**TO-DO LIST**:
1. Translate this sentence from the passage on Moses into Spanish: "There Moses and Aaron met with the elders of Israel and spoke to the people."
2. Rewrite the stretch of the collection entries from their start through the line containing "[[475, 307, 550, 437]]" as a numbered list. Skip blank lines and leave out the picture.

Despite this detailed conversation and God’s commitment to bring the people to the Promised Land (verse 17), Moses was still concerned that he would have no credibility with the Israelites. God then demonstrated that He would miraculously help Moses convince the people by three signs: He would cause his staff to become a serpent and then a staff once more; He would cause the flesh of his hand to become scaly and then be healed; and He would cause some water from the Nile to turn to blood (Exodus 4:1–9). Still Moses protested: “I am not eloquent, . . . please send someone else” (verses 10 and 13, ESV). By this time God was angered at Moses’ reluctance, telling him that Aaron his brother could be his mouthpiece and speak God’s words as Moses received them. Moses would also take the staff by which God’s backing would be evident.

Moses now asked release from his father-in-law, and, reassured by God that those who sought his life for the murder of the Egyptian were now dead, he returned to Egypt with his wife and sons. There Moses and Aaron met with the elders of Israel and spoke to the people. Convinced that God had indeed begun to intervene to free them, the people “bowed their heads and worshiped” (verse 31).

Facing Pharaoh

At their first audience with Pharaoh (Exodus 5:1–5), Moses and Aaron asked that the people be allowed to make a three-day journey to worship God. Refusing, Pharaoh ordered that the Israelites’ labor be made even more arduous, requiring that they collect the straw for brick-making themselves while maintaining their daily quotas. This produced anguish and complaint in the people, whose foremen now turned against Moses and Aaron. Moses, too, began to doubt God’s purpose: “Since I came to Pharaoh to speak in Your name, he has done evil to this people; neither have You delivered Your people at all” (verse 23).

The people’s broken spirit and their harsh treatment prevented them from hearing God’s words of encouragement through Moses. God reminded them of His covenant promises to their forefathers, pertaining to land and to a relationship with Him: “I will bring you out from under the burdens of the Egyptians”; “I will take you as My people, and I will be your God”; “I will bring you into the land which I swore to give to Abraham, Isaac, and Jacob” (6:6–8).

Collection entries
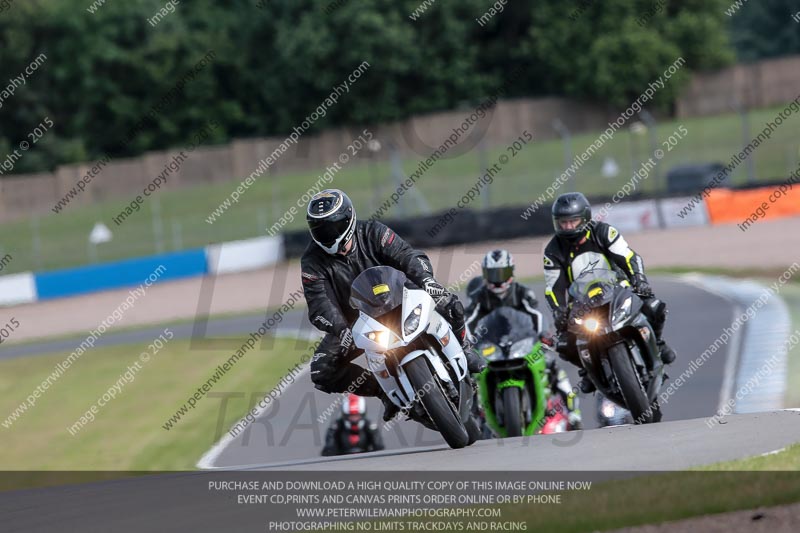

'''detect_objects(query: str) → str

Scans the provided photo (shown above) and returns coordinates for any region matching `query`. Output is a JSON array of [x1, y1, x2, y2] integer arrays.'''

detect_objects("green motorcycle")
[[475, 307, 550, 437]]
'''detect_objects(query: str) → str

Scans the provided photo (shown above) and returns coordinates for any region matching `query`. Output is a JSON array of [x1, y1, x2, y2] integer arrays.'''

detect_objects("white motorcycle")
[[350, 266, 480, 448]]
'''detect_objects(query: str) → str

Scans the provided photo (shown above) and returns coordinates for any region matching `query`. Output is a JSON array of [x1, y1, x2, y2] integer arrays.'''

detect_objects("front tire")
[[403, 357, 470, 449], [608, 344, 653, 424], [503, 387, 522, 437]]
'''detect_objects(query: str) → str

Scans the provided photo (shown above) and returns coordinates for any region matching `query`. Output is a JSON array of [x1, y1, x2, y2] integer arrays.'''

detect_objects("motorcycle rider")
[[466, 250, 583, 429], [544, 192, 676, 394], [300, 189, 486, 421], [322, 394, 384, 456]]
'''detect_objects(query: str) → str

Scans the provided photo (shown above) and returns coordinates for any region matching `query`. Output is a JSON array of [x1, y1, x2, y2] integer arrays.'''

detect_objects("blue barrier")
[[35, 248, 208, 300]]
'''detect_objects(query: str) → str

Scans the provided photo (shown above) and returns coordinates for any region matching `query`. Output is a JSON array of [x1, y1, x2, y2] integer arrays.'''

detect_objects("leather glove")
[[553, 309, 569, 336], [339, 328, 353, 353], [422, 278, 450, 309], [632, 274, 654, 298], [567, 411, 583, 429]]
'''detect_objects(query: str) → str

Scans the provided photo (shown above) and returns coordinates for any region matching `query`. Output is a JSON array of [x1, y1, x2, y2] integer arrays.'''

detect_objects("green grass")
[[0, 336, 307, 471], [0, 103, 800, 274]]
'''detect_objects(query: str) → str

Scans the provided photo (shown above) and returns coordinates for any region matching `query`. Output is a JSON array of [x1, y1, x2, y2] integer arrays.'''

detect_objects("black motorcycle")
[[569, 268, 666, 424]]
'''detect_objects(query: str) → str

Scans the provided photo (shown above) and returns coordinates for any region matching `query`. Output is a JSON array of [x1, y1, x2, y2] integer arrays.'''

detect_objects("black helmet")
[[553, 192, 592, 240], [306, 189, 356, 255], [482, 250, 514, 295]]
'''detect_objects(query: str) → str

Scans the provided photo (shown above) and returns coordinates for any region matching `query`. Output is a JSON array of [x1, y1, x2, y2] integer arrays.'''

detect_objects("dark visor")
[[309, 217, 350, 246], [483, 266, 514, 285]]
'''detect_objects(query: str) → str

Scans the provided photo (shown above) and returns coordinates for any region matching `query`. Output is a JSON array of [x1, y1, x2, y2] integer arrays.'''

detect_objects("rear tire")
[[403, 357, 470, 448], [608, 344, 653, 424], [503, 387, 522, 437], [464, 414, 483, 446]]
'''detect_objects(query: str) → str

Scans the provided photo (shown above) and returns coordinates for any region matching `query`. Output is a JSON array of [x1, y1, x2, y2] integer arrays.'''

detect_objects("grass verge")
[[0, 338, 309, 471], [0, 106, 800, 273]]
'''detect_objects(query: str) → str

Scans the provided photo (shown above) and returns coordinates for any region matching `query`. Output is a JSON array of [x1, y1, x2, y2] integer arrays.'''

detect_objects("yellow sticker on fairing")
[[372, 283, 389, 296]]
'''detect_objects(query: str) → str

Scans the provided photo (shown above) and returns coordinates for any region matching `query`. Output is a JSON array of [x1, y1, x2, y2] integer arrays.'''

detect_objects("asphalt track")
[[0, 278, 748, 468], [201, 278, 733, 468]]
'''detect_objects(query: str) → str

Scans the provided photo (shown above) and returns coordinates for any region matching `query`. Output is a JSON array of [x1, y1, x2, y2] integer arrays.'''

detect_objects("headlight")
[[583, 318, 600, 333], [602, 402, 617, 418], [367, 331, 389, 348], [403, 304, 422, 335], [509, 338, 533, 359], [481, 344, 503, 362]]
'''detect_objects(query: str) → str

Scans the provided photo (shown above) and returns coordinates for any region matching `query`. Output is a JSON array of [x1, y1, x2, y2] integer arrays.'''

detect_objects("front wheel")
[[403, 357, 470, 448], [503, 387, 522, 437], [608, 344, 653, 424]]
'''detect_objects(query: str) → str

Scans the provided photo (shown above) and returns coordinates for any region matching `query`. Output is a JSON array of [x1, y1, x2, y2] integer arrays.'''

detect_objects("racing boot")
[[378, 390, 400, 422], [656, 339, 677, 365], [644, 298, 677, 365], [455, 326, 486, 374]]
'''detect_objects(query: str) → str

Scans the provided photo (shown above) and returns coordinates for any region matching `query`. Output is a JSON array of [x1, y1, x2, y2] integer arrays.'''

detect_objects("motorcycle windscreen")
[[350, 266, 408, 318], [475, 307, 533, 346], [569, 268, 619, 307]]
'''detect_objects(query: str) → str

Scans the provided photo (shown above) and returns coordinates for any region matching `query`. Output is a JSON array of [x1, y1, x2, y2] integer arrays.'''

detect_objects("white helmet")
[[483, 250, 514, 296]]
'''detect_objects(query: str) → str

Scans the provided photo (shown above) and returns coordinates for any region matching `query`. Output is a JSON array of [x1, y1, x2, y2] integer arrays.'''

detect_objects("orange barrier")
[[706, 183, 800, 225]]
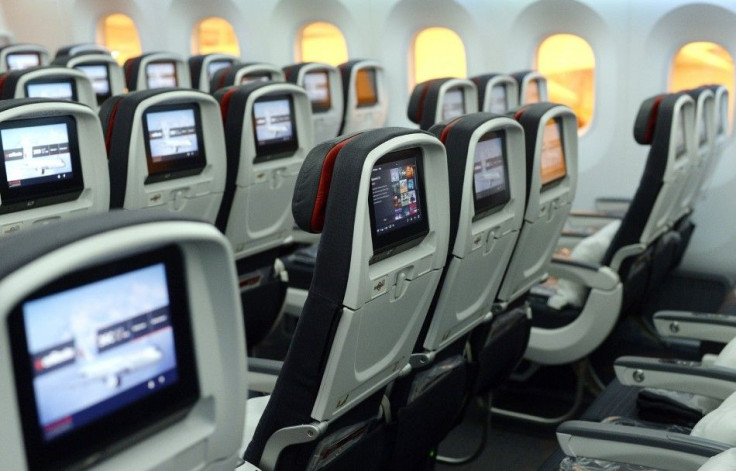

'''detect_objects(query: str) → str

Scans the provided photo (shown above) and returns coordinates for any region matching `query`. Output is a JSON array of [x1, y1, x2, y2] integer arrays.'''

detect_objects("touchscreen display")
[[442, 88, 465, 121], [540, 119, 567, 186], [355, 67, 378, 107], [473, 132, 509, 216], [5, 52, 41, 70], [146, 61, 179, 88], [304, 70, 332, 113]]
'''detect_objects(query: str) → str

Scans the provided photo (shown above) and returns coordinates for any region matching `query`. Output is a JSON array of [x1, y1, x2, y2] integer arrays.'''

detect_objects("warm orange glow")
[[295, 21, 348, 66], [670, 42, 734, 121], [409, 27, 468, 89], [537, 34, 595, 128], [192, 17, 240, 57], [97, 13, 141, 65]]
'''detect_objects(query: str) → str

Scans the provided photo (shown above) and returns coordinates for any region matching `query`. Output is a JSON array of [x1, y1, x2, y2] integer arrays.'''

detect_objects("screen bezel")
[[23, 77, 79, 101], [7, 245, 200, 471], [250, 94, 299, 164], [355, 67, 378, 108], [0, 116, 84, 214], [144, 59, 179, 90], [472, 130, 511, 221], [74, 62, 112, 105], [141, 103, 207, 184], [368, 147, 429, 263], [539, 117, 567, 190], [5, 51, 42, 71]]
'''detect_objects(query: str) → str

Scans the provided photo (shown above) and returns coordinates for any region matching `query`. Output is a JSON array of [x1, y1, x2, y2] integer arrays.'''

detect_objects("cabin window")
[[669, 41, 734, 122], [97, 13, 141, 65], [192, 17, 240, 57], [409, 27, 468, 89], [536, 34, 595, 130], [294, 21, 348, 66]]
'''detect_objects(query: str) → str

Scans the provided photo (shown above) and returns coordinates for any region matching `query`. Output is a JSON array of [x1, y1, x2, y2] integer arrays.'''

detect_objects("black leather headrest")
[[634, 94, 666, 145]]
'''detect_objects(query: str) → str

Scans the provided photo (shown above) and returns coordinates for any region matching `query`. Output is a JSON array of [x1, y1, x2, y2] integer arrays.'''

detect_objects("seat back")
[[511, 70, 549, 105], [407, 78, 478, 131], [423, 113, 526, 351], [123, 52, 192, 92], [0, 44, 49, 72], [0, 66, 97, 109], [52, 52, 125, 106], [0, 98, 110, 236], [284, 62, 345, 143], [215, 81, 313, 258], [0, 211, 247, 471], [245, 128, 449, 470], [188, 54, 238, 93], [498, 103, 578, 303], [470, 74, 519, 114], [54, 43, 112, 61], [337, 59, 388, 134], [210, 62, 284, 94], [100, 89, 227, 222]]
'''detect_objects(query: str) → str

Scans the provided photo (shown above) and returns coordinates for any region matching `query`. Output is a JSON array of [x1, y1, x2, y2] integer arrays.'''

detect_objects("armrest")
[[549, 257, 619, 291], [613, 357, 736, 401], [654, 311, 736, 343], [557, 420, 730, 471], [248, 357, 283, 394]]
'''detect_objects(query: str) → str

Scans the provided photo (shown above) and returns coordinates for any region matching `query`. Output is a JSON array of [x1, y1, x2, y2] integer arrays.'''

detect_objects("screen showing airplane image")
[[0, 123, 73, 188], [5, 52, 41, 70], [146, 61, 179, 88], [22, 263, 179, 441], [540, 119, 567, 186], [442, 88, 465, 120], [26, 80, 76, 101]]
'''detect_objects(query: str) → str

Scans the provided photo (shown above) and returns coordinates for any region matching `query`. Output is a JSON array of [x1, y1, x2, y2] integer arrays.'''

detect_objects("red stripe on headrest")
[[220, 88, 238, 123], [644, 95, 664, 143], [105, 99, 123, 155], [309, 134, 359, 232]]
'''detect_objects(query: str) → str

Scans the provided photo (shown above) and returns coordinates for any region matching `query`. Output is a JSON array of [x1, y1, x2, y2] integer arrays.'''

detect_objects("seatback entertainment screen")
[[252, 95, 299, 163], [368, 148, 429, 261], [8, 247, 199, 469], [5, 52, 41, 70], [0, 116, 84, 212], [143, 104, 207, 183], [540, 119, 567, 186], [146, 61, 179, 88], [473, 132, 510, 219], [355, 67, 378, 108], [442, 87, 465, 121], [304, 70, 332, 113]]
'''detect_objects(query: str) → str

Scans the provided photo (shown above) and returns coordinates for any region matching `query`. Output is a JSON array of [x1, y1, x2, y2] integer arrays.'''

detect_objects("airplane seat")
[[284, 62, 345, 144], [52, 52, 125, 107], [527, 94, 693, 370], [407, 78, 478, 131], [0, 211, 247, 471], [52, 43, 112, 59], [215, 81, 313, 348], [0, 98, 110, 237], [511, 70, 549, 105], [210, 62, 284, 94], [470, 74, 519, 114], [0, 44, 49, 72], [0, 66, 97, 109], [123, 52, 192, 92], [245, 128, 449, 471], [187, 54, 239, 93], [99, 88, 227, 223], [337, 59, 388, 135], [380, 113, 528, 470]]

**OUTPUTS FOR THE TASKS**:
1. Allí Moisés y Aarón se reunieron con los ancianos de Israel y hablaron al pueblo.

2.
1. '''detect_objects(query: str) → str
2. Scans the provided photo (shown above) and returns coordinates for any region matching `query`. Output is a JSON array of [x1, y1, x2, y2] integer arrays.'''
3. detect_objects("green motorcycle")
4. [[475, 307, 550, 437]]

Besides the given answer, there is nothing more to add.